[Region labeling entries]
+ + + +
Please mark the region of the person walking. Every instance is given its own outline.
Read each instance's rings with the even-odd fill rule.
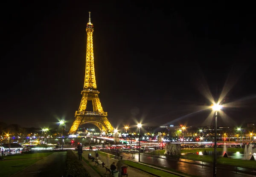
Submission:
[[[115,165],[116,162],[113,162],[110,166],[110,170],[112,171],[115,171],[116,169],[116,166]]]
[[[117,162],[117,163],[116,163],[116,167],[117,167],[117,171],[119,172],[118,176],[119,177],[121,177],[122,176],[122,162],[121,162],[120,160]]]
[[[82,153],[83,153],[83,147],[81,143],[79,144],[77,146],[77,151],[78,153],[79,160],[82,160]]]
[[[96,152],[96,153],[95,153],[95,156],[96,157],[96,158],[99,157],[99,153],[97,152]]]

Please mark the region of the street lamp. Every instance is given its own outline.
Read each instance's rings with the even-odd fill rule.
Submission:
[[[116,134],[118,132],[118,130],[117,130],[116,129],[115,129],[114,130],[114,133],[115,133],[115,134],[116,134]]]
[[[127,146],[127,129],[129,128],[129,126],[125,126],[125,146]]]
[[[139,128],[139,162],[140,162],[140,127],[142,126],[141,124],[138,124],[137,126]]]
[[[242,129],[241,129],[241,128],[238,128],[237,130],[238,131],[241,131],[241,130]],[[238,136],[237,136],[237,141],[238,141],[238,143],[239,143],[239,132],[238,133]],[[242,142],[242,139],[243,138],[243,136],[242,135],[242,133],[241,133],[241,143]]]
[[[63,150],[63,124],[64,123],[64,121],[60,121],[60,125],[61,125],[61,149],[62,150]]]
[[[213,162],[213,177],[216,177],[217,174],[217,119],[218,118],[218,112],[222,108],[221,105],[218,104],[214,104],[212,107],[214,111],[215,111],[215,129],[214,133],[214,158]]]
[[[8,137],[7,138],[8,138],[8,140],[9,140],[9,153],[11,155],[11,140],[10,139],[10,136],[9,134],[6,134],[6,137]]]
[[[47,132],[49,130],[48,129],[42,129],[42,131],[44,133],[44,143],[45,143],[45,132]]]
[[[251,141],[252,140],[252,136],[253,136],[253,133],[250,133],[250,135],[251,135],[250,137],[250,143]]]
[[[105,141],[105,135],[106,135],[106,133],[105,133],[105,131],[103,131],[102,132],[102,135],[103,135],[103,149],[105,149],[105,143],[104,142]]]
[[[186,127],[185,126],[183,126],[181,127],[182,129],[183,130],[183,140],[184,141],[184,144],[185,144],[185,129],[186,129]]]

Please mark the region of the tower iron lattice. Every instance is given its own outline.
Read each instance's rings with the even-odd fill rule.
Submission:
[[[90,20],[90,12],[89,12],[89,22],[86,25],[87,44],[86,63],[84,89],[82,90],[82,99],[78,111],[75,114],[75,121],[69,131],[74,133],[79,126],[85,124],[92,124],[97,126],[101,131],[111,131],[113,129],[108,119],[108,113],[103,111],[99,98],[99,92],[97,90],[93,43],[93,25]],[[87,111],[88,101],[92,101],[93,111]]]

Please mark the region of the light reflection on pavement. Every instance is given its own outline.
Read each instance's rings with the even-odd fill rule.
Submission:
[[[125,159],[138,161],[139,155],[135,155],[135,157],[133,159],[132,155],[122,153],[122,155]],[[213,175],[212,167],[202,166],[198,165],[192,164],[186,162],[182,162],[169,159],[154,157],[145,155],[140,155],[140,161],[147,163],[159,166],[163,166],[168,168],[174,169],[192,175],[201,177],[212,176]],[[222,169],[217,169],[217,176],[218,177],[241,177],[243,176],[253,176],[255,175],[249,175],[244,173],[235,171],[225,170]]]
+ + + +
◆ **DIRECTION**
Reproduce the material above line for line and unchanged, omitting the pictures.

◆ **FULL OUTPUT**
Please mark the region of the person walking. Every instance is given its own outline.
Read each instance's rings with the even-odd fill rule.
Submission:
[[[115,165],[116,162],[113,162],[110,166],[110,170],[112,171],[115,171],[116,169],[116,166]]]
[[[117,162],[117,163],[116,163],[116,167],[117,167],[117,171],[119,172],[118,176],[119,177],[121,177],[122,176],[122,162],[121,162],[120,160]]]
[[[82,153],[83,153],[83,147],[81,143],[79,144],[77,146],[77,151],[78,153],[79,160],[82,160]]]
[[[96,152],[96,153],[95,153],[95,156],[96,157],[96,158],[99,157],[99,153],[97,152]]]

Please mark the region of the street lamp. Every instance is given its own outline.
Read each instance's rings with the even-odd fill rule.
Submission:
[[[116,134],[118,132],[118,130],[117,130],[116,129],[115,129],[114,130],[114,133],[115,133],[115,134],[116,134]]]
[[[127,146],[127,129],[129,128],[129,126],[125,126],[125,146]]]
[[[139,128],[139,162],[140,162],[140,127],[142,126],[141,124],[138,124],[137,126]]]
[[[242,129],[241,129],[241,128],[238,128],[237,130],[238,131],[241,131],[241,130]],[[238,136],[237,136],[237,141],[238,141],[238,143],[239,143],[239,132],[238,133]],[[242,142],[242,139],[243,138],[243,136],[242,135],[242,133],[241,133],[241,143]]]
[[[63,150],[63,124],[64,123],[64,121],[60,121],[60,125],[61,125],[61,149],[62,150]]]
[[[213,162],[213,177],[216,177],[217,174],[217,119],[218,118],[218,112],[222,108],[221,105],[218,104],[214,104],[212,107],[214,111],[215,111],[215,129],[214,133],[214,158]]]
[[[8,137],[7,138],[8,138],[8,140],[9,140],[9,153],[11,155],[11,140],[10,139],[10,136],[9,134],[6,134],[6,137]]]
[[[47,132],[49,130],[48,129],[42,129],[42,131],[44,133],[44,143],[45,143],[45,132]]]
[[[251,141],[252,140],[252,136],[253,136],[253,133],[250,133],[250,135],[251,135],[250,137],[250,143]]]
[[[105,141],[105,135],[106,135],[106,133],[105,133],[105,131],[103,131],[102,132],[102,135],[103,135],[103,149],[105,149],[105,143],[104,142]]]
[[[186,127],[185,126],[183,126],[181,127],[182,129],[183,130],[183,140],[184,141],[184,144],[185,144],[185,129],[186,129]]]

Please mark the region of the tower iron lattice. Every instance is given its own outline.
Read each instance's rings with the even-odd fill rule.
Submission:
[[[90,20],[90,12],[89,12],[89,22],[86,25],[87,44],[86,63],[84,89],[82,90],[82,99],[78,111],[75,114],[75,121],[69,131],[74,133],[79,126],[85,124],[92,124],[97,126],[101,131],[111,131],[113,129],[108,119],[108,113],[103,111],[99,98],[99,92],[97,90],[93,43],[93,25]],[[87,111],[88,101],[92,101],[93,111]]]

Please mark the region of the light reflection on pavement. Every instance is given its own outline.
Read each instance's rings with the even-odd fill rule.
Submission:
[[[125,159],[138,161],[139,155],[135,155],[135,157],[133,159],[132,155],[122,153],[122,155]],[[213,175],[212,167],[202,166],[198,165],[192,164],[186,162],[182,162],[169,159],[154,157],[145,155],[140,155],[140,161],[147,163],[159,166],[163,166],[168,168],[174,169],[192,175],[201,177],[212,176]],[[222,169],[217,169],[217,176],[218,177],[241,177],[243,176],[253,176],[255,175],[249,175],[244,173],[235,171],[225,170]]]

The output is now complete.